* [Supplied passage]:
↓↓↓
Process Description

K-Means Clustering

K-Means clustering is a standard technique for partitioning data into groups with similar members.

The K-Means Clustering process creates optimally separated groups of observations (rows) of a SAS data set using one of several methods. A set of points called cluster seeds is selected as a first guess of the means of the clusters. Each observation is assigned to the nearest seed to form temporary clusters. The seeds are then replaced by the means of the temporary clusters, and the process is repeated until no further changes occur in the clusters.

You might wish to run Data Standardize before doing the clustering to ensure that the columns are all comparable.

What do I need?

One data set is required to run the K-Means Clustering process. This data set must be in a rectangular format and contain the variables (columns) whose observations (rows) are to be clustered.

The adsl_diit.sas7bdat data set, shown below, was generated from the included Nicardipine data set. Patients are listed in columns, and domain data are listed in rows. There are 911 columns for 906 patients and 318 rows listing events.

For detailed information about the files and data sets used or created by JMP Genomics software, see Files and Data Sets.

Output/Results

The output generated by this process is summarized in a Tabbed report. Refer to the K-Means Clustering output documentation for detailed descriptions and guides to interpreting your results.
↑↑↑
* [Assignment 1]: In the K-Means clustering page, what replaces the seeds after each observation is assigned to the nearest one?
* [Assignment 2]: Rewrite the part of the K-Means clustering page that opens with "Process Description" and closes with "are all comparable.", changing "temporary clusters" to "provisional clusters".

* [Given records]:
↓↓↓
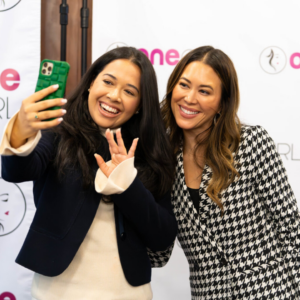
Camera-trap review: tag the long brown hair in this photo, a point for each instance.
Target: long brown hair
(224, 136)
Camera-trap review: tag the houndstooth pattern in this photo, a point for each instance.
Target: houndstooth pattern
(252, 252)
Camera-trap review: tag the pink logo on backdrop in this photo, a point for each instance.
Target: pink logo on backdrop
(7, 5)
(273, 60)
(157, 56)
(7, 296)
(10, 79)
(171, 57)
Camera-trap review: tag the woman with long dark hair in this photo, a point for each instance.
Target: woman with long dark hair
(238, 221)
(95, 220)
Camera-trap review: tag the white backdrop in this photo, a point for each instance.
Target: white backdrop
(19, 66)
(248, 31)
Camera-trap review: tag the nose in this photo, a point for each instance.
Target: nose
(114, 95)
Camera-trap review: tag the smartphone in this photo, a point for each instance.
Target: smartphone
(53, 72)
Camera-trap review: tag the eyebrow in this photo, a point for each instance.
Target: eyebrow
(201, 85)
(127, 83)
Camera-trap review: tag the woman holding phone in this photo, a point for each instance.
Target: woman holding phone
(238, 221)
(94, 219)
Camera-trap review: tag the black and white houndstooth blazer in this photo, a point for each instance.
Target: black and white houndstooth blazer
(253, 251)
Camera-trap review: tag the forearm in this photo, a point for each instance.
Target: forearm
(153, 220)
↑↑↑
* [Task answer 1]: The means of the temporary clusters.

* [Task answer 2]:
Process Description

K-Means Clustering

K-Means clustering is a standard technique for partitioning data into groups with similar members.

The K-Means Clustering process creates optimally separated groups of observations (rows) of a SAS data set using one of several methods. A set of points called cluster seeds is selected as a first guess of the means of the clusters. Each observation is assigned to the nearest seed to form provisional clusters. The seeds are then replaced by the means of the provisional clusters, and the process is repeated until no further changes occur in the clusters.

You might wish to run Data Standardize before doing the clustering to ensure that the columns are all comparable.